■ Data section:
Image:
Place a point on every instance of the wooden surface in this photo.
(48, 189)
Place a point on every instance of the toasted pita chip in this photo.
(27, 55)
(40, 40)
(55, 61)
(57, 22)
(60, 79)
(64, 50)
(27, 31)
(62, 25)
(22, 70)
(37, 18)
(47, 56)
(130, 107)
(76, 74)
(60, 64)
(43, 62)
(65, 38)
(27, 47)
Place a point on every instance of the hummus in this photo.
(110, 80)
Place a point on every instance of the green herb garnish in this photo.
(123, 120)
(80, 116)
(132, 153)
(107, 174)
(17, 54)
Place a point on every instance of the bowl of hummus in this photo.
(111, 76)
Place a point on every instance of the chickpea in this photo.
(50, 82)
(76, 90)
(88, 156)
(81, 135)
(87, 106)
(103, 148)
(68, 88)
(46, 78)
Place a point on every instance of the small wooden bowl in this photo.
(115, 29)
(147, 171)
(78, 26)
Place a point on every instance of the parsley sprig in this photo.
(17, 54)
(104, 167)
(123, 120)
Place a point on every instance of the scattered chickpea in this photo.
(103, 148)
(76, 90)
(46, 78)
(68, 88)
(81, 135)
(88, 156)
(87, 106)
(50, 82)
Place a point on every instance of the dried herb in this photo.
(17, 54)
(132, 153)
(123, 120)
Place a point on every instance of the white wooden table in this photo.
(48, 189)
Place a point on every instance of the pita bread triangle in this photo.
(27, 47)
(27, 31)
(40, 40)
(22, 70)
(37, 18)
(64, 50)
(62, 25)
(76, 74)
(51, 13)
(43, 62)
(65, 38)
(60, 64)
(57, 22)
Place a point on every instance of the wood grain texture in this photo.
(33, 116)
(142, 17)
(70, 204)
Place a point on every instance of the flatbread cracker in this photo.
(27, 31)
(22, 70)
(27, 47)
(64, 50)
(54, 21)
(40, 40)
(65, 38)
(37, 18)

■ Stated problem: Write out the records above again, keeping each one identical to the original.

■ Solution:
Image:
Place a point on every instance of the wooden surface in this photo.
(48, 189)
Place a point on every instance of the toasted pita chip in this photo.
(27, 55)
(40, 40)
(55, 61)
(57, 22)
(60, 79)
(64, 50)
(27, 31)
(62, 25)
(22, 70)
(37, 18)
(47, 56)
(130, 107)
(76, 74)
(60, 64)
(43, 62)
(65, 38)
(27, 47)
Place a point on every instance of the hummus in this photo.
(110, 80)
Place a point on every instance of the green herb garnish in this photo.
(123, 120)
(80, 116)
(132, 153)
(107, 174)
(17, 54)
Place a point on every instance of the bowl of hummus in this photo.
(111, 76)
Place a point on every instance of the chickpea in this photo.
(50, 82)
(76, 90)
(88, 156)
(81, 135)
(87, 106)
(103, 148)
(68, 88)
(46, 78)
Place a point on every instance of the small wooden bowl in this photo.
(115, 29)
(147, 171)
(78, 26)
Place a point on every instance of the parsley sprig in this photo.
(17, 54)
(104, 167)
(123, 120)
Place a point on every instance of the scattered chickpea in this photo.
(103, 148)
(76, 90)
(46, 78)
(68, 88)
(81, 135)
(88, 156)
(87, 106)
(50, 82)
Place a point on every instance of the dried herb in this photo.
(17, 54)
(132, 153)
(123, 120)
Place a point on every instance of the white wooden table in this photo.
(48, 189)
Place a point on every instance of the pita bread triangle in this photo.
(27, 47)
(27, 31)
(40, 40)
(22, 70)
(37, 18)
(64, 50)
(62, 25)
(76, 74)
(51, 13)
(43, 62)
(65, 38)
(60, 64)
(57, 22)
Place a point on every instance of the wood grain texture in this photo.
(33, 116)
(142, 17)
(70, 204)
Place a point on every instance of the flatbread cracker in this photo.
(27, 31)
(22, 70)
(27, 47)
(64, 50)
(54, 21)
(40, 40)
(65, 38)
(37, 18)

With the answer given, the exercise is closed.